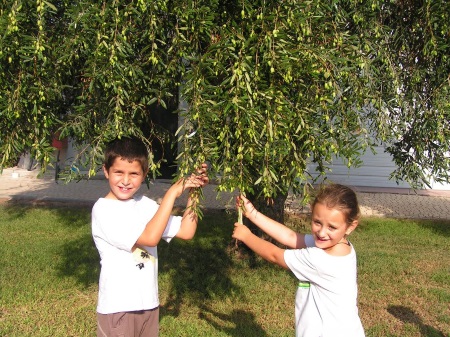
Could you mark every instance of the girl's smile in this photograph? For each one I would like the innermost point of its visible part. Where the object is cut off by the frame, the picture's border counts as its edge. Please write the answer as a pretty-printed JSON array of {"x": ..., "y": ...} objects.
[{"x": 329, "y": 227}]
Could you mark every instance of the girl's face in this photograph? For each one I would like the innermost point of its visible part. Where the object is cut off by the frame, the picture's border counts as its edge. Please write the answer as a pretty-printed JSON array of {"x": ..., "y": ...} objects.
[
  {"x": 124, "y": 178},
  {"x": 329, "y": 226}
]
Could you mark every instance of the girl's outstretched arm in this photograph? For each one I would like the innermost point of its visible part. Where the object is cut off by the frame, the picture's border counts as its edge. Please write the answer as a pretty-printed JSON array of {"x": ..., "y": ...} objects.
[
  {"x": 263, "y": 248},
  {"x": 276, "y": 230}
]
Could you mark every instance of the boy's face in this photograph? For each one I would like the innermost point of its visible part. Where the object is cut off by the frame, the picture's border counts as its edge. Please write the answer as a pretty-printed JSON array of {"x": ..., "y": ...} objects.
[{"x": 124, "y": 178}]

════════════════

#### [WHAT THE TASK ASKS]
Output all the records above exactly, but without their images.

#### [YOUR RESPONSE]
Could you mark every instance of the girl's smile in this photograph? For each one I would like the innermost point of its visible part. Where the object is cut off by the frame, the picture's border counts as its edge. Please write the answer as a pretty-printed JSON array of {"x": ..., "y": ...} objects.
[{"x": 329, "y": 227}]
Could you mark every instance of the girl's face in this photograph? For each one I would like the innermost point of its visible part. Where the object is cut off by the frame, the picture's border counts as its edge. Please write the answer as a pretty-printed JSON array of {"x": ..., "y": ...} objects.
[
  {"x": 124, "y": 178},
  {"x": 329, "y": 226}
]
Could you mark every instance of the girl's outstretched arm in this photograph? For each one I would like the innermost point of its visible part. Where the object is cut off by the frame, the picture's border counts as its edge. Please write the answer as a pretty-printed JSON array of {"x": ..., "y": ...} objects.
[
  {"x": 263, "y": 248},
  {"x": 276, "y": 230}
]
Could you mark every instance of the boy's face in this photograph? For each one I would like the innermost point of its visible part. Where the object is cut off by the frame, the picture's border counts as its edge. Please write the answer as a pretty-printed JSON array of {"x": ..., "y": ...} objects.
[{"x": 124, "y": 178}]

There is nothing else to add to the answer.